_What you are asked to do_. Reproduce the line that holds "of the lawn" together with all the lines after it up to the end of the entries.

— BEGIN Working data —

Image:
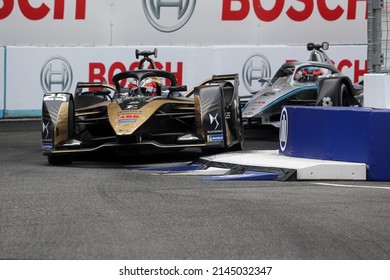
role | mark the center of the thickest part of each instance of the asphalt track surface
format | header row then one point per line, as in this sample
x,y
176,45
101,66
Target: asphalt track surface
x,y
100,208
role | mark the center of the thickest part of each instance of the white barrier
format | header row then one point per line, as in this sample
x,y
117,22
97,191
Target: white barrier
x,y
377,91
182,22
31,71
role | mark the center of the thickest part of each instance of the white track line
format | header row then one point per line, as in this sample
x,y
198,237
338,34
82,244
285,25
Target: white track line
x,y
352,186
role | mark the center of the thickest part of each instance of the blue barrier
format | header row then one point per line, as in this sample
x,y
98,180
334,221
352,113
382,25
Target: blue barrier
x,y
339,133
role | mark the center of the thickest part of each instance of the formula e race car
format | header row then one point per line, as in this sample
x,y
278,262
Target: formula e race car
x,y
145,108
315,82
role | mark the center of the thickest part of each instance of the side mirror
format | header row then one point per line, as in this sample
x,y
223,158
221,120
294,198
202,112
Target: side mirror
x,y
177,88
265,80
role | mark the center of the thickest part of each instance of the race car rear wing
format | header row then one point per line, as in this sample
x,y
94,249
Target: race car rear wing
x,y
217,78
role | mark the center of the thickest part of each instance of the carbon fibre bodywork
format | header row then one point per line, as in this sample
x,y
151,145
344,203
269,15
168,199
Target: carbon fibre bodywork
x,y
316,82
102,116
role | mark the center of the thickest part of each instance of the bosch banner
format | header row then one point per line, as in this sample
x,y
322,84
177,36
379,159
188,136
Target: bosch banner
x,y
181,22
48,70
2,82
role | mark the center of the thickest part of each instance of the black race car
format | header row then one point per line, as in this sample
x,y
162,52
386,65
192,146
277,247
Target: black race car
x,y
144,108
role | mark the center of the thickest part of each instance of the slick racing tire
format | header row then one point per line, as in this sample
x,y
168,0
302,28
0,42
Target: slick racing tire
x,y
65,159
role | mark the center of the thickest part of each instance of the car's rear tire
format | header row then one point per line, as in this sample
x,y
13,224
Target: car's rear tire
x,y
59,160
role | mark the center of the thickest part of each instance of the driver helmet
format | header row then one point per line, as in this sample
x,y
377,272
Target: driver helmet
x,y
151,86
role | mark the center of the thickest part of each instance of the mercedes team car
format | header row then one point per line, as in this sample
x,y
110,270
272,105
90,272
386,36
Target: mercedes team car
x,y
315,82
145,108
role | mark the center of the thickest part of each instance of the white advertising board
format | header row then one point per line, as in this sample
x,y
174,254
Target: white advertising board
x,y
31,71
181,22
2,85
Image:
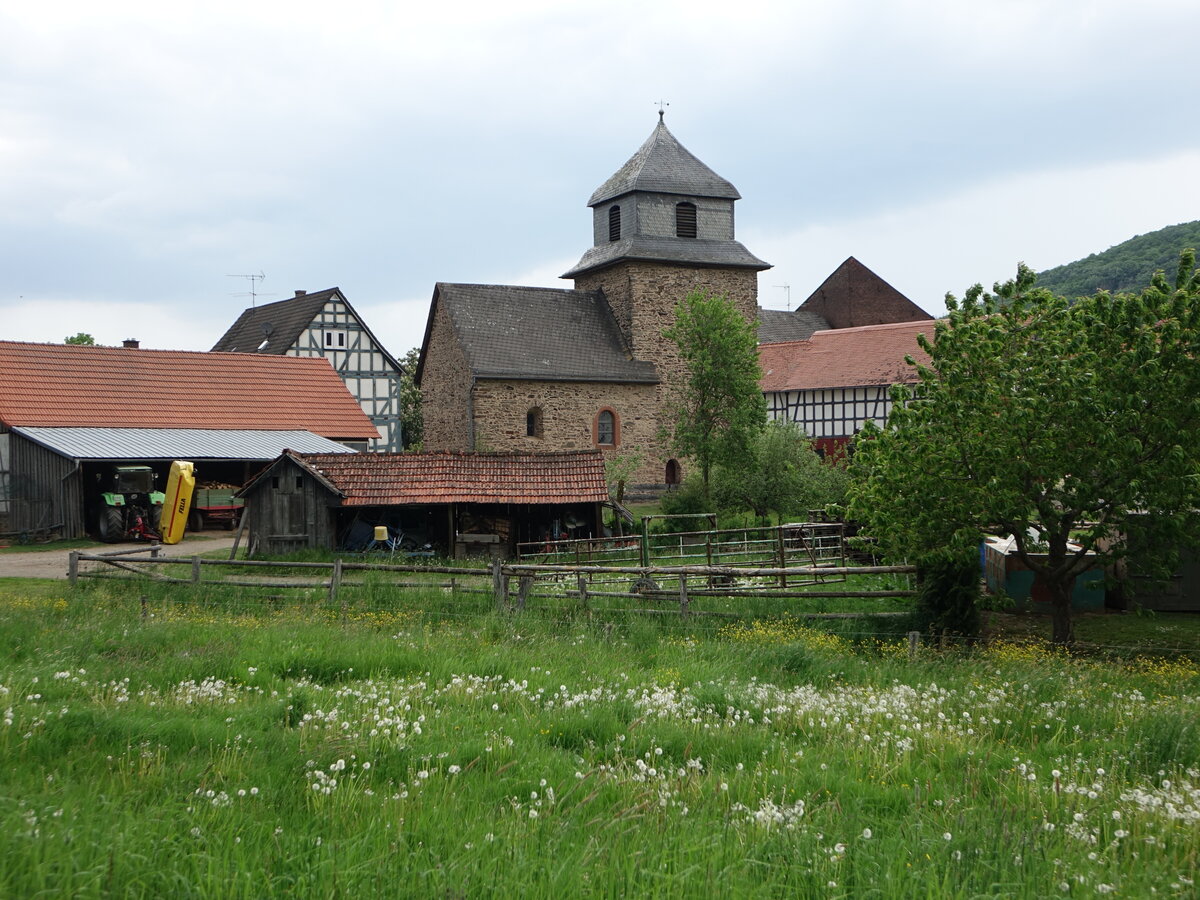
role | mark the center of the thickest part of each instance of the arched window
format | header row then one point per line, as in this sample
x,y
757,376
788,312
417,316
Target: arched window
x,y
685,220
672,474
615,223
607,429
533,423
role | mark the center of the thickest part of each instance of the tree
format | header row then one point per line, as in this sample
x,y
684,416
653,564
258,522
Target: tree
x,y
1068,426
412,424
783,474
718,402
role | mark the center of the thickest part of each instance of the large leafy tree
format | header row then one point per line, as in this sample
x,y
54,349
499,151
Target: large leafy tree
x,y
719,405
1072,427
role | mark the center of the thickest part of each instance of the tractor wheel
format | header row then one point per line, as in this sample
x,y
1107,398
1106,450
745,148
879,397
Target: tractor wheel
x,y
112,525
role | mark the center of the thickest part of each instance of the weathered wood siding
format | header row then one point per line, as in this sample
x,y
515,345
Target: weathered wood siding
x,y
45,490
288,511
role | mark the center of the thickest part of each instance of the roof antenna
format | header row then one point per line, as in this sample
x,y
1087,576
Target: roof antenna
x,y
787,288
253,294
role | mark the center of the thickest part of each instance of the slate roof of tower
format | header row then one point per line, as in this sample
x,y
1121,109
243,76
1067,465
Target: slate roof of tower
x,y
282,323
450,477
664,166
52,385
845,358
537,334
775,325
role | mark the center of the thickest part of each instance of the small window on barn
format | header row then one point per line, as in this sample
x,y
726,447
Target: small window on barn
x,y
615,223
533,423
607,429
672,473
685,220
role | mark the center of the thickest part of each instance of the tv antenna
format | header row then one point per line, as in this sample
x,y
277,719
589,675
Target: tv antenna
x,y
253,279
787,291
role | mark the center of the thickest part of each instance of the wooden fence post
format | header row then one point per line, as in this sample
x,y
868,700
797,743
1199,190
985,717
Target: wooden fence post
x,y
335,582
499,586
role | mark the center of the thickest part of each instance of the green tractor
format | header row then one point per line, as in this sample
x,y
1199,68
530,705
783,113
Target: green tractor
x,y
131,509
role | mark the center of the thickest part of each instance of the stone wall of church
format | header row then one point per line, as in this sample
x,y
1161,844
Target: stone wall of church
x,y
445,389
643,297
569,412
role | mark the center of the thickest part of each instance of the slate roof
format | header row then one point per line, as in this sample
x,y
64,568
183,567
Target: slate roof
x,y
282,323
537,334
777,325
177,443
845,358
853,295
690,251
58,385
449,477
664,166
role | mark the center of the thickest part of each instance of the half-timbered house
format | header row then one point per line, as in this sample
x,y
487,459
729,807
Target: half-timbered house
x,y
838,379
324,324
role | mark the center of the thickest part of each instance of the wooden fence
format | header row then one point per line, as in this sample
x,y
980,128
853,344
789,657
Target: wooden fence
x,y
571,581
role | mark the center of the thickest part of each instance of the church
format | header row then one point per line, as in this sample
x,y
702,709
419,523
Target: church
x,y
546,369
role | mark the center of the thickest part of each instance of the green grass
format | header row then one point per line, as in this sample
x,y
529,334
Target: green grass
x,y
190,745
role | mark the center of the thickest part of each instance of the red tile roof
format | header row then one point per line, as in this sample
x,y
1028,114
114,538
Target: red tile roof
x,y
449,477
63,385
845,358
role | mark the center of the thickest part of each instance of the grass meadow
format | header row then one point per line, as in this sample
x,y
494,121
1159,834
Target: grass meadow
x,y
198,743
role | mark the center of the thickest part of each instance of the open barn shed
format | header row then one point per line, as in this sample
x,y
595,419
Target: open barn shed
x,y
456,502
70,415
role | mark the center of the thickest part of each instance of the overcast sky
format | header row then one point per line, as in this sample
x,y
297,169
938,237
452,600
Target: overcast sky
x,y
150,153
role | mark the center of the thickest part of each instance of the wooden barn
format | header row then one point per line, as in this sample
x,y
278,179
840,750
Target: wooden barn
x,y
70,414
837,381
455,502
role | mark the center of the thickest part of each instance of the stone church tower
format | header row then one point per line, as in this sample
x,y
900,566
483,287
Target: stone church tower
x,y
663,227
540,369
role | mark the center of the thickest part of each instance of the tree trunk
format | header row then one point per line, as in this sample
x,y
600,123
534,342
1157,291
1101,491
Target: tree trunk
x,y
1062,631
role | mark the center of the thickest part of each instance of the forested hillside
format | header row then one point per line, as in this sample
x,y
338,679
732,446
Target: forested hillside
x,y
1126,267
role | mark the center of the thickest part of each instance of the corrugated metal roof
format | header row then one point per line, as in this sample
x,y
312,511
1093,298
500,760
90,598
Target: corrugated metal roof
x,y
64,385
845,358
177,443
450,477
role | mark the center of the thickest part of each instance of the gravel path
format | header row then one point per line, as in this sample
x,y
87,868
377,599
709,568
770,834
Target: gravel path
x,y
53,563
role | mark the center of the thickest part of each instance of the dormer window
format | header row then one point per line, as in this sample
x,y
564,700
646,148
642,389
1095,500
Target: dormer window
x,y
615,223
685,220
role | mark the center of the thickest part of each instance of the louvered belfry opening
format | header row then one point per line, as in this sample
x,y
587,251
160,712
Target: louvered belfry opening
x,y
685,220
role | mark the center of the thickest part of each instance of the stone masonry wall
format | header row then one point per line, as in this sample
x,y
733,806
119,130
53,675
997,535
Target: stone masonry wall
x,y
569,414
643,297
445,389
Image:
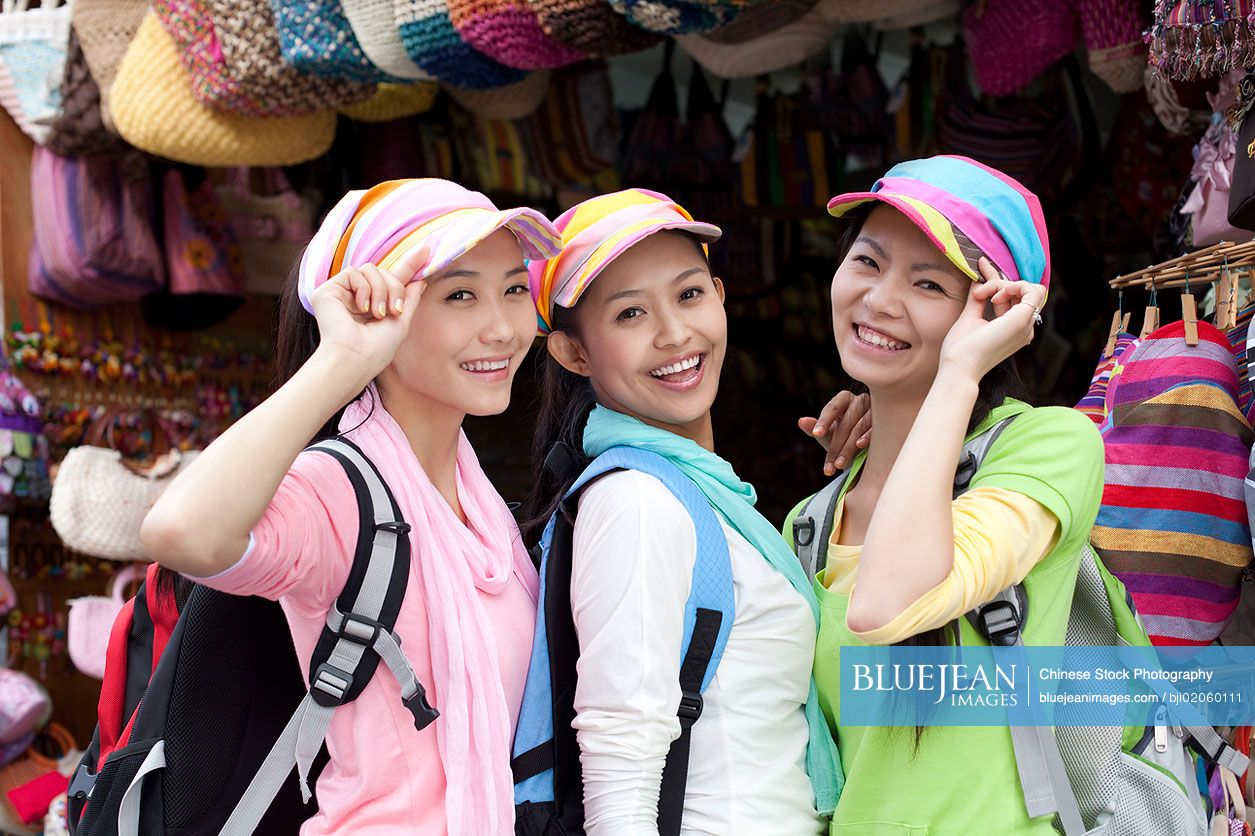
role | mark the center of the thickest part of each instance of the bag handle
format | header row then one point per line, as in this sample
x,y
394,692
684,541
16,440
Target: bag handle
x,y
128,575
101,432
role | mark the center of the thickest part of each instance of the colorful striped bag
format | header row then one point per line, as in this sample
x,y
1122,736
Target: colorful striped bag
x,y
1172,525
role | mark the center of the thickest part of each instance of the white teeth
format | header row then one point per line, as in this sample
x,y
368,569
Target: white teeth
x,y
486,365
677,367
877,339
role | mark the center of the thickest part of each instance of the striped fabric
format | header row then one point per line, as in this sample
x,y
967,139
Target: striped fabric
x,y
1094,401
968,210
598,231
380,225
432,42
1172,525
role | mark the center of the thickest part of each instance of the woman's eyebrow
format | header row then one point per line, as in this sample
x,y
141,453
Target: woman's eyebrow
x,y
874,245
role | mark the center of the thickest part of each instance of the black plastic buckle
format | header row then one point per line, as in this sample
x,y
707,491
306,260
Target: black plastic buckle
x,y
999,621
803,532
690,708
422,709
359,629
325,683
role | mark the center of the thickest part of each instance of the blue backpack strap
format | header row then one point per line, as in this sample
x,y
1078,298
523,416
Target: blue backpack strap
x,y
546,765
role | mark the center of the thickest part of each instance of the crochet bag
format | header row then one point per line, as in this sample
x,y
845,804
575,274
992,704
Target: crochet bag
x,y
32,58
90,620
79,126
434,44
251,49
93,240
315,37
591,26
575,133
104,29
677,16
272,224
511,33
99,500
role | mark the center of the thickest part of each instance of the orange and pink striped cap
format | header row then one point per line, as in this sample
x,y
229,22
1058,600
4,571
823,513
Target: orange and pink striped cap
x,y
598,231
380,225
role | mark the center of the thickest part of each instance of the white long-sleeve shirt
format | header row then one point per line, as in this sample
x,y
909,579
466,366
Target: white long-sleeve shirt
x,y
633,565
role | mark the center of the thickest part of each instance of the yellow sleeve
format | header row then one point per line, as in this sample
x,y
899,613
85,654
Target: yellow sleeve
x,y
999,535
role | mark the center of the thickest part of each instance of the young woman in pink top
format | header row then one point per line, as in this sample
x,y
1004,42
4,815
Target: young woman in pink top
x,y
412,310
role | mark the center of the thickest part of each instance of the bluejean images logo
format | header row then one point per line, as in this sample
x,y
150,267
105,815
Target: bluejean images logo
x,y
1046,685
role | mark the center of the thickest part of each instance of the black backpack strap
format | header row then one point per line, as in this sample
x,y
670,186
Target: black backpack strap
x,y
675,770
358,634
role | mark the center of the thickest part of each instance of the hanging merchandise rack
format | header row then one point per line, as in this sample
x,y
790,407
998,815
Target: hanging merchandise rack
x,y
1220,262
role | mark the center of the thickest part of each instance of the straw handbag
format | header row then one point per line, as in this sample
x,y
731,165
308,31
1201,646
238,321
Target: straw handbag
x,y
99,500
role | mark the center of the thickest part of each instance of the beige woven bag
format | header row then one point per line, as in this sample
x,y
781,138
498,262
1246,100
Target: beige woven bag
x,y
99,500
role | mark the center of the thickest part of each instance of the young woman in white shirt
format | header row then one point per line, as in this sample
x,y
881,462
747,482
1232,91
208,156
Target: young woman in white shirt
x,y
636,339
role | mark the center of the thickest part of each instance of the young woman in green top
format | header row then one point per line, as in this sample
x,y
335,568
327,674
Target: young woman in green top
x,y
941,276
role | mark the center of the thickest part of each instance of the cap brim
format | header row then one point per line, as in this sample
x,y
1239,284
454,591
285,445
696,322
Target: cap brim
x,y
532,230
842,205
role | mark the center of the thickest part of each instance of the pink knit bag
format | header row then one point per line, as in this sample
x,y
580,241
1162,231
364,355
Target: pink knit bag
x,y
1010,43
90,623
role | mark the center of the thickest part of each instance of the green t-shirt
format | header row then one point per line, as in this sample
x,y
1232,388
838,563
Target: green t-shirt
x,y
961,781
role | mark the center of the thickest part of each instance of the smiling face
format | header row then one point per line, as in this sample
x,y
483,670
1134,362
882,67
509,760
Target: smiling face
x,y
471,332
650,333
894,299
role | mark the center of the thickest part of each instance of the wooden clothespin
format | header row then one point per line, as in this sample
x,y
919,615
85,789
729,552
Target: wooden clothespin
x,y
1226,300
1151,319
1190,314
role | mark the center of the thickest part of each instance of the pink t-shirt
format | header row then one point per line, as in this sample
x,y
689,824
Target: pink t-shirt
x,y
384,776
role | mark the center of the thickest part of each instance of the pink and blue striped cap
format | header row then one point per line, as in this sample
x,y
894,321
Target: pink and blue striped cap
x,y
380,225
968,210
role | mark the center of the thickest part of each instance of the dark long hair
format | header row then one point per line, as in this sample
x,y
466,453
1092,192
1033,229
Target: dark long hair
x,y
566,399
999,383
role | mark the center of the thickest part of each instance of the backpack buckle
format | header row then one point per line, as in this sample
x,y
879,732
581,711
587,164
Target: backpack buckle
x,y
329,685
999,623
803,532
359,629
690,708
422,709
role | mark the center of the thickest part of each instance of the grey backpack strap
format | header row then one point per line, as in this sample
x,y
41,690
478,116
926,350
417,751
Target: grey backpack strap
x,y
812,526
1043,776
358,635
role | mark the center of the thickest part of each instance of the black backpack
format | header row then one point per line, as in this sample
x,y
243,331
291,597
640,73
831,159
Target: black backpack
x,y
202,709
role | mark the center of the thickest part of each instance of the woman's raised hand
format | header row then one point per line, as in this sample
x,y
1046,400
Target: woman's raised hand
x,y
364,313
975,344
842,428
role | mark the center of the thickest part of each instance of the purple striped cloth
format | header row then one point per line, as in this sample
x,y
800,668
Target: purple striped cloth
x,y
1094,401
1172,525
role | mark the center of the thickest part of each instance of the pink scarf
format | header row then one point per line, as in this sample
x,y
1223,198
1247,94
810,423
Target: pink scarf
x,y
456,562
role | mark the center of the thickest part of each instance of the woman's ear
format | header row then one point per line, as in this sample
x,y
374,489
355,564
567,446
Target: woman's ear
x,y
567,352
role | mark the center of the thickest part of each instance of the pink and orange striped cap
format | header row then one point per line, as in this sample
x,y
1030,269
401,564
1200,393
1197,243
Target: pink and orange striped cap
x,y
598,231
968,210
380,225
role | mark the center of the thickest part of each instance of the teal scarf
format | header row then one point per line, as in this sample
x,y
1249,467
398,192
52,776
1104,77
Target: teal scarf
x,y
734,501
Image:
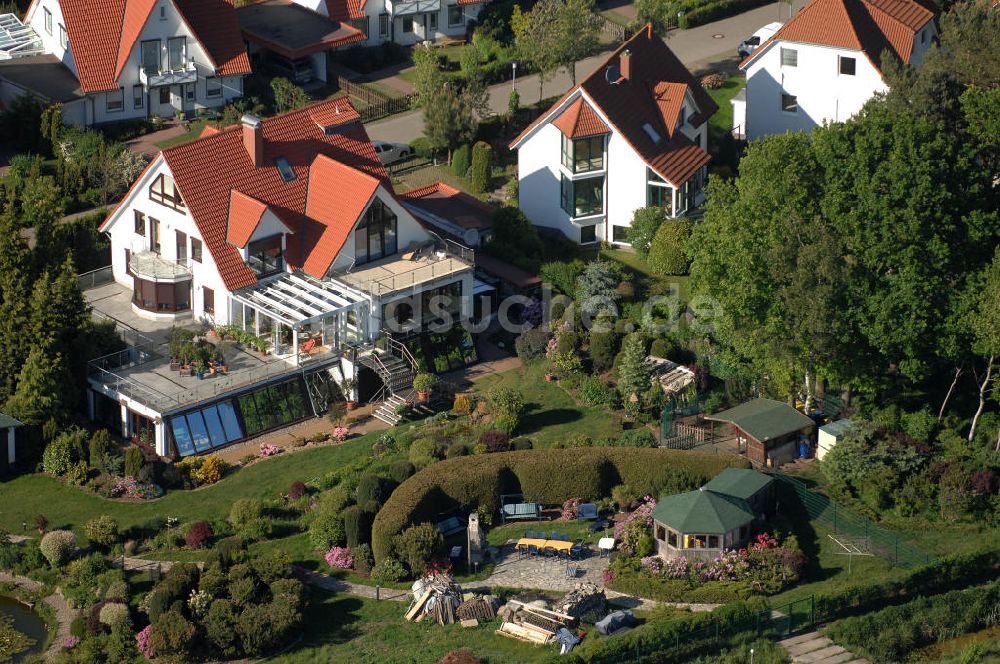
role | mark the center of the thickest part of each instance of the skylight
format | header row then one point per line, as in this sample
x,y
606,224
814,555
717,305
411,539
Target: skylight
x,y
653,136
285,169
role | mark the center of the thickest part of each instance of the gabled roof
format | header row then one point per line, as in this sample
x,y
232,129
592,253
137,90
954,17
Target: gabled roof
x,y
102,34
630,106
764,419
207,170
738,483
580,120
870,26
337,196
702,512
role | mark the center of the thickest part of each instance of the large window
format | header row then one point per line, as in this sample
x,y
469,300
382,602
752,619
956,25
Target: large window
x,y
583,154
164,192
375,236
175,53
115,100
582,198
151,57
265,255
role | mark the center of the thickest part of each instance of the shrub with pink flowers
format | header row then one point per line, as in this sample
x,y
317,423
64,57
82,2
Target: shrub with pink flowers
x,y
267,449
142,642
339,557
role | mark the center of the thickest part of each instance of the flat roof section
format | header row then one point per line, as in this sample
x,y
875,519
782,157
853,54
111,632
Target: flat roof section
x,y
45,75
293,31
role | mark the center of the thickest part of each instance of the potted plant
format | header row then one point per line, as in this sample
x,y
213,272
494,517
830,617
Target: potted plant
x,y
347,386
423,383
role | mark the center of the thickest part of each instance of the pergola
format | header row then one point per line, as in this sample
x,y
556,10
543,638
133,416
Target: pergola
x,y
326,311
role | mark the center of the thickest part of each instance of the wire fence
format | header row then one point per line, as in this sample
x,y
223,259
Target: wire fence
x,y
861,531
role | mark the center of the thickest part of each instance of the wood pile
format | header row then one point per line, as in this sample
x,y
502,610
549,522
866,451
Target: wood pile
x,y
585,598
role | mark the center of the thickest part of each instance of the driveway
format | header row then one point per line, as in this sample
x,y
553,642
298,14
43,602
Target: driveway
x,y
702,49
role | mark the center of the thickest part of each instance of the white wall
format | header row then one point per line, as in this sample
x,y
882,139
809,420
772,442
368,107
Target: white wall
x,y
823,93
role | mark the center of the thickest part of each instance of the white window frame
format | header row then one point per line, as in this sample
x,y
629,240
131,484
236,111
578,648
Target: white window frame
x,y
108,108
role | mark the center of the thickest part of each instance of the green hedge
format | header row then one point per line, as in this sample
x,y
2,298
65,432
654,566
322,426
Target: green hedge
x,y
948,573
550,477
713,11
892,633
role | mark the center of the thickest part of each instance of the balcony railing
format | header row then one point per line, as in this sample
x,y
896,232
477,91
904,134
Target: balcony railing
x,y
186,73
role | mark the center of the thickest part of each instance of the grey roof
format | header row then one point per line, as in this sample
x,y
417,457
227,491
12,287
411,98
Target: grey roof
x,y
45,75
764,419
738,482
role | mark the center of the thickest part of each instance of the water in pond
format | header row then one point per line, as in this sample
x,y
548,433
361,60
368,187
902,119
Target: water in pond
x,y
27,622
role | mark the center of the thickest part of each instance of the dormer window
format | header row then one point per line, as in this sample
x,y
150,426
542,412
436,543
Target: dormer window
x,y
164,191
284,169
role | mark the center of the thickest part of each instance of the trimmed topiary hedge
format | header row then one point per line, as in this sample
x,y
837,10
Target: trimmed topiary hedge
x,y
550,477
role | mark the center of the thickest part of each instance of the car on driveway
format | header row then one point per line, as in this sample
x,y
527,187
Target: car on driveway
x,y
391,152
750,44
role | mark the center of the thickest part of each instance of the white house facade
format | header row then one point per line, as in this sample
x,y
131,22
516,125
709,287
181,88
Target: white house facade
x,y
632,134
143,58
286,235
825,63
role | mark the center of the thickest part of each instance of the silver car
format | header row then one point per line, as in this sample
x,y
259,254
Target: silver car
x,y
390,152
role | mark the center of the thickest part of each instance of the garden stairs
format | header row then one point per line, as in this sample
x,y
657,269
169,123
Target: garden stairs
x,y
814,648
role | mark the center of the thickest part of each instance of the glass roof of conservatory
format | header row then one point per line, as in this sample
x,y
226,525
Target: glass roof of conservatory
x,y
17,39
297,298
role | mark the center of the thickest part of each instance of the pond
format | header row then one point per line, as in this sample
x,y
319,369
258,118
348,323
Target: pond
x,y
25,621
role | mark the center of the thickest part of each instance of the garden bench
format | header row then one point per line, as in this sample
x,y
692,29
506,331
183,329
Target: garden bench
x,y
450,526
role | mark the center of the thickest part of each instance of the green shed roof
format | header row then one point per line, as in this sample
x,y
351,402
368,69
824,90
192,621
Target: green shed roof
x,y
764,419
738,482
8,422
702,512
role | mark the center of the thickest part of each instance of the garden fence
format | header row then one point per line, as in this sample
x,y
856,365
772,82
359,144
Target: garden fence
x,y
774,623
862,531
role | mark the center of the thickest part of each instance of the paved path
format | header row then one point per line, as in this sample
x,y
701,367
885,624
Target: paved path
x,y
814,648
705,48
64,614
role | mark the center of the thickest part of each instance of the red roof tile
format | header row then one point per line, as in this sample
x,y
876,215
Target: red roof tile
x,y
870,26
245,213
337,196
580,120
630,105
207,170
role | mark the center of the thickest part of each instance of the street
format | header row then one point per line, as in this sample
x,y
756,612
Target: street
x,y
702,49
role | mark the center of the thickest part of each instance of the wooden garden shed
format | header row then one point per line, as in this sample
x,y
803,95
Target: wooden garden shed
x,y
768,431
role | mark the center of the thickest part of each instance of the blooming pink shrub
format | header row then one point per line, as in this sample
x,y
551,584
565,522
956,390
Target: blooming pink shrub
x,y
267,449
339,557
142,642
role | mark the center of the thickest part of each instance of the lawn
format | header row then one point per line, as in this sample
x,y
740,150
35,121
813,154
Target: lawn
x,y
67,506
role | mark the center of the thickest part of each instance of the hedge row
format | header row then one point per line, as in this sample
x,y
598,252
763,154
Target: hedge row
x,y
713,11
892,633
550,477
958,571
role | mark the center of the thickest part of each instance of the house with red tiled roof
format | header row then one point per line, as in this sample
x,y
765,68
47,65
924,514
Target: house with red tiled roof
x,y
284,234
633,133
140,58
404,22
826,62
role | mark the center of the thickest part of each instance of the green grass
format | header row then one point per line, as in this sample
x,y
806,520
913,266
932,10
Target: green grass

— END Working data —

_Completed exercise_.
role | mark the center of the thickest part of each instance of the lawn
format | header row then one point per line, as in this sample
x,y
740,150
35,121
813,154
Target: lawn
x,y
67,506
role | mark the center of the thickest part of each instance of the hedge row
format | header row then one point per line, as in this sample
x,y
598,252
763,154
Target: hedge row
x,y
713,11
892,633
550,477
958,571
role | mark the center of the thickest part of each instance of the house with red tiled roof
format | header row then one point per line, as in this sample
x,y
765,68
47,65
924,514
Target: house with red tiled roof
x,y
284,234
633,133
140,58
404,22
826,62
role | mark the center of the thickest part of each instance of the green grass
format | header row then one point per line, as in this sample
x,y
806,520
913,266
932,10
Target: green grass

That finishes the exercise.